Labeled contour entries
..............................

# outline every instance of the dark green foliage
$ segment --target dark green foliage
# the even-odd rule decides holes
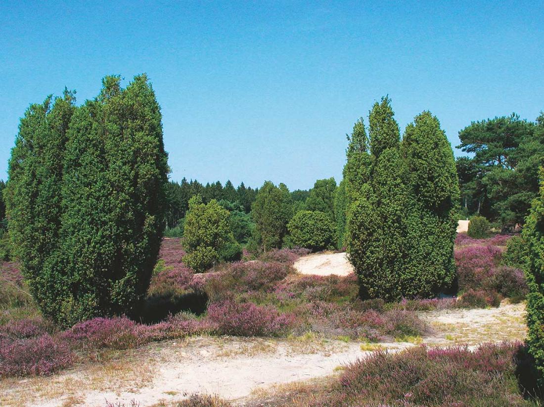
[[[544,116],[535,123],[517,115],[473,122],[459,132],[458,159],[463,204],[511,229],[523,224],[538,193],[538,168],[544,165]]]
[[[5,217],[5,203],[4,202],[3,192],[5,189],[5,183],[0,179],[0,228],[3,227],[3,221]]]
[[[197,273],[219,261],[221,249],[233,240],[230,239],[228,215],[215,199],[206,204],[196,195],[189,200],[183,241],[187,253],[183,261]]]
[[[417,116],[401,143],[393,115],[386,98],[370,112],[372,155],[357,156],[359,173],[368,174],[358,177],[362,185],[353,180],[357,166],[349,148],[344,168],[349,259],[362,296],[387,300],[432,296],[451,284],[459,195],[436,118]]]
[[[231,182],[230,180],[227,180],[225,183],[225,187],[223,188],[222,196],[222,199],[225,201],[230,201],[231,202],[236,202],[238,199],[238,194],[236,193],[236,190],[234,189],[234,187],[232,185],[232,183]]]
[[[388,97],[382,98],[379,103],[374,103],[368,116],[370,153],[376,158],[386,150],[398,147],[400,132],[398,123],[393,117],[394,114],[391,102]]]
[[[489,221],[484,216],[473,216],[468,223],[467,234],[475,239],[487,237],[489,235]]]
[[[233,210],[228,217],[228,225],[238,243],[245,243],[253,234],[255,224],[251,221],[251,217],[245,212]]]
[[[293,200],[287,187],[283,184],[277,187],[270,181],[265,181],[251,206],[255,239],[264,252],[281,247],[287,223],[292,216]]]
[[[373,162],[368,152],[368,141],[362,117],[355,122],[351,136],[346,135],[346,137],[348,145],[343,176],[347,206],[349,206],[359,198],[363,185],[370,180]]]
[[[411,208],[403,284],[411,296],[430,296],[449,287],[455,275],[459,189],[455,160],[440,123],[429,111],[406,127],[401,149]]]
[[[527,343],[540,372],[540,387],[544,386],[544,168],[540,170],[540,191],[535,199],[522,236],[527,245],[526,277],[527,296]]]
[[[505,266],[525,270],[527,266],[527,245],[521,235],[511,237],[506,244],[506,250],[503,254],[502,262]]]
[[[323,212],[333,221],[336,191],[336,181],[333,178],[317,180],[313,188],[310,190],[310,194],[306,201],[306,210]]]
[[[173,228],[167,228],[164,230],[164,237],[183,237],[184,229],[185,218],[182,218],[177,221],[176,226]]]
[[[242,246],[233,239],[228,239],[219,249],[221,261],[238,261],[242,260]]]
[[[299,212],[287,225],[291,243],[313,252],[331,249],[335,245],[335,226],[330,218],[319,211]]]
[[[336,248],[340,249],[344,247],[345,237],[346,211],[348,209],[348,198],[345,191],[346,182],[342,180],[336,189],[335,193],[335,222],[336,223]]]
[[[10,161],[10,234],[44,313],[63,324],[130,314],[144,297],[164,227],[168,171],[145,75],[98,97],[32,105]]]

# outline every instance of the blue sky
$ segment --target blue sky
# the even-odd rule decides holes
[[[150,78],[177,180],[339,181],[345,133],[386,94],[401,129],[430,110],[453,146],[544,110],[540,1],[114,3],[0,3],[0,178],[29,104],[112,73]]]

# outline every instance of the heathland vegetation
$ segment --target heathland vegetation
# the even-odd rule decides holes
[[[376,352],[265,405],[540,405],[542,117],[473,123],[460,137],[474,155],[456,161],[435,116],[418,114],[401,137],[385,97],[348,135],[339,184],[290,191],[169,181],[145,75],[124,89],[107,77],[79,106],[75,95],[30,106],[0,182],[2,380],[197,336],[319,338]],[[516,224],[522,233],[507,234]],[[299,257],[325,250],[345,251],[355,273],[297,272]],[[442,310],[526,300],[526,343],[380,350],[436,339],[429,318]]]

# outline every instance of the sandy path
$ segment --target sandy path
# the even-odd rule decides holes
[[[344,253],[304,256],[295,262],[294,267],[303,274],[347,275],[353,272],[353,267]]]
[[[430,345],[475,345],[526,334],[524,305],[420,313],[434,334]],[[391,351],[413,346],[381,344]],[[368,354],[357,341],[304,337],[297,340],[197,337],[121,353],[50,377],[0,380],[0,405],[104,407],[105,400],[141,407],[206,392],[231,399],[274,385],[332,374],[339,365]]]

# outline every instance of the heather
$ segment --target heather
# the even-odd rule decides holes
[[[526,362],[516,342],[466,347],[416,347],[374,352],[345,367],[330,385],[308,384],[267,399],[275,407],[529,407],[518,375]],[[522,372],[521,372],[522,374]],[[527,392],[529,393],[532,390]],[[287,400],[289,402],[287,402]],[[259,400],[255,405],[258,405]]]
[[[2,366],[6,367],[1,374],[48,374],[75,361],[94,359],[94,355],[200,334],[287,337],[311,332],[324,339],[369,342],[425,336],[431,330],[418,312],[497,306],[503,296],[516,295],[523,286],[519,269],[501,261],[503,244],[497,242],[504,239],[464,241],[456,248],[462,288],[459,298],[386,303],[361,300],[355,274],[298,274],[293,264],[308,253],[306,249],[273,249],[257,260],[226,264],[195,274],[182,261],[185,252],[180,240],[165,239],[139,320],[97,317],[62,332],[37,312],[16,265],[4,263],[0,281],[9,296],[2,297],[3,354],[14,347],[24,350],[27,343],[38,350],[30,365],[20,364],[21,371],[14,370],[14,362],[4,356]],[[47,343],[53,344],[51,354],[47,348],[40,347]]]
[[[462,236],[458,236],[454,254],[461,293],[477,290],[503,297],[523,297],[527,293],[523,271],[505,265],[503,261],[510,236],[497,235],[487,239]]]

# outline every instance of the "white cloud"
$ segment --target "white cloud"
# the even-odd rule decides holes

..............................

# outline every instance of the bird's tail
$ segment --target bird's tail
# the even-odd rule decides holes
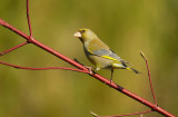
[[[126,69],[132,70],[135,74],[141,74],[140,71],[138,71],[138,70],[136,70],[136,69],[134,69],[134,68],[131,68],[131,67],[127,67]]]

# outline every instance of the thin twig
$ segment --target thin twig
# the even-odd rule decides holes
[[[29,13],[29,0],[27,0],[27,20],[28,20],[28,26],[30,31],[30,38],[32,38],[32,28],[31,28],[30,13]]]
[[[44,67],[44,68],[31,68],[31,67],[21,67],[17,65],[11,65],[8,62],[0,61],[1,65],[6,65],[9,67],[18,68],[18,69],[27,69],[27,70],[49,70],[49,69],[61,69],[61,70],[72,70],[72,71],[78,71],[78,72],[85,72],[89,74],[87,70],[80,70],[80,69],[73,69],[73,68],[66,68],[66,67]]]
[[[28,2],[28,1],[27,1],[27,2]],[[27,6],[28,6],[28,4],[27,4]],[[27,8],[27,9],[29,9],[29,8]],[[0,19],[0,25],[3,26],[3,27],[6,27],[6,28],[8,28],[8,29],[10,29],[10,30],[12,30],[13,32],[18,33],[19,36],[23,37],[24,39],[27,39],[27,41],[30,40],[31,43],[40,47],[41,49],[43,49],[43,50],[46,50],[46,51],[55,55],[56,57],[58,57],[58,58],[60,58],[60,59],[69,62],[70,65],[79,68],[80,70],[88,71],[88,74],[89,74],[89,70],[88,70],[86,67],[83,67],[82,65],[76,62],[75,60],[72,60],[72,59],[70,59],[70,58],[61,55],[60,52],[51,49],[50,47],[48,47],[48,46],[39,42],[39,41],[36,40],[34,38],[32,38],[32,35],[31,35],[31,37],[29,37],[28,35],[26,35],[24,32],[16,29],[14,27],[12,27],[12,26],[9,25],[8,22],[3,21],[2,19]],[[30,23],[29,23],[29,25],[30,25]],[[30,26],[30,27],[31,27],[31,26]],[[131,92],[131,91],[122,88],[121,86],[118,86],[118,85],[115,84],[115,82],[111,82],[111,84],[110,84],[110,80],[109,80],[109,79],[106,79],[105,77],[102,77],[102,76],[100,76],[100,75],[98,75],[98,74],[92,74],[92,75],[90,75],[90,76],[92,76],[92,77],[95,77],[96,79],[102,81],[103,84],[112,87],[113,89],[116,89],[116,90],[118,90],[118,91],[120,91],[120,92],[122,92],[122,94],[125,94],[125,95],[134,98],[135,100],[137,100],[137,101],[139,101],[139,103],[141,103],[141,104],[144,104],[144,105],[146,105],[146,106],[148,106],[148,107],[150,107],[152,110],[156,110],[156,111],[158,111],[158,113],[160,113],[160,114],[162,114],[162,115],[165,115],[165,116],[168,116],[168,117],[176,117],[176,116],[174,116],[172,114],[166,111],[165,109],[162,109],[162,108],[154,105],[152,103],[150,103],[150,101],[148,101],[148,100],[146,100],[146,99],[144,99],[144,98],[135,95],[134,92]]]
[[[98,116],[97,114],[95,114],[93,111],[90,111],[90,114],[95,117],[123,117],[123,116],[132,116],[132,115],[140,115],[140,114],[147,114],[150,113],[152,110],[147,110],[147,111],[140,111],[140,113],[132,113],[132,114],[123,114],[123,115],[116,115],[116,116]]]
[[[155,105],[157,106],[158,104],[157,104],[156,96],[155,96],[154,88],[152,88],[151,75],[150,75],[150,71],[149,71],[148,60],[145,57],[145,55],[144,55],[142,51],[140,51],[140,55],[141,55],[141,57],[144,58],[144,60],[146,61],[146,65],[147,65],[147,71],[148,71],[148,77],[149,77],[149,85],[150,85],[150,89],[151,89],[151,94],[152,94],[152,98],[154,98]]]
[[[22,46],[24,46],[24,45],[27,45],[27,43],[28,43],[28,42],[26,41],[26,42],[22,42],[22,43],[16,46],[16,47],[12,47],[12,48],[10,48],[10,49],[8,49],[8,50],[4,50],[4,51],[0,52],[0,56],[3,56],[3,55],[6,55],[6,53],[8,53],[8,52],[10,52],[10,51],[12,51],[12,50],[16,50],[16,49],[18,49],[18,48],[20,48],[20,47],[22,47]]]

..............................

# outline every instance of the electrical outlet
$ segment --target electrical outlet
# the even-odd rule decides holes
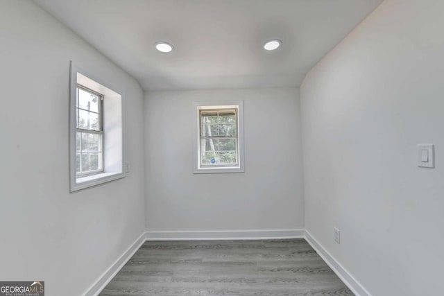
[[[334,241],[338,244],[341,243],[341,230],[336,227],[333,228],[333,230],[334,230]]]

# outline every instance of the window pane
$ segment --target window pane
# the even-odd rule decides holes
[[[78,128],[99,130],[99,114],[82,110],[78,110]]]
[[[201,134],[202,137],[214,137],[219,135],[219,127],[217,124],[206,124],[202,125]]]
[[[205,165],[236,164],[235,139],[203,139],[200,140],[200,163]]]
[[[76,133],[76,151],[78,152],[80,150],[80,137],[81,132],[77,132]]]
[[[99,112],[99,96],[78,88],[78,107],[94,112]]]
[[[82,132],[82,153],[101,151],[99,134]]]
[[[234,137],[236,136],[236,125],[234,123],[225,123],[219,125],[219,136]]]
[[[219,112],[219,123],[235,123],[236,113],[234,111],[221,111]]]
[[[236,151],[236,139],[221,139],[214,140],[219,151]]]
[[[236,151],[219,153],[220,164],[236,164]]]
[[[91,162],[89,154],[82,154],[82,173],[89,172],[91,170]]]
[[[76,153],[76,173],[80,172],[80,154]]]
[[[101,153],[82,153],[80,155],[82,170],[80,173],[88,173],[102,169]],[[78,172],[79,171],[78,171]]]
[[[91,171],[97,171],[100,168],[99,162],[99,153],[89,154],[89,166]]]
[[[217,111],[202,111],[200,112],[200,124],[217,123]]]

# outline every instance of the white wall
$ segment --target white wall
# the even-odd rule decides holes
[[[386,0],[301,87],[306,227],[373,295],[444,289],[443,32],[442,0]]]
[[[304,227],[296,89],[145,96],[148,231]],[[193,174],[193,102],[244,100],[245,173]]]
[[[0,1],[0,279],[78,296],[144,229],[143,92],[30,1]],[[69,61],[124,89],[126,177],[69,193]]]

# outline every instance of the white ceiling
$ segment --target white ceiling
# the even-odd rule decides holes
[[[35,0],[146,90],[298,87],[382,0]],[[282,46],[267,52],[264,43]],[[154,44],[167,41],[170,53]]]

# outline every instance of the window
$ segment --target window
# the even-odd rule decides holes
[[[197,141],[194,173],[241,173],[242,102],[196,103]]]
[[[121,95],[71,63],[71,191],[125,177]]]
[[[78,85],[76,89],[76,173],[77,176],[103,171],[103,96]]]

..............................

▸ The request: List each line above that contains the string "vegetation", matching case exactly.

▸ Response to the exercise:
# outline every instance of the heathland vegetation
$ segment --target heathland vegetation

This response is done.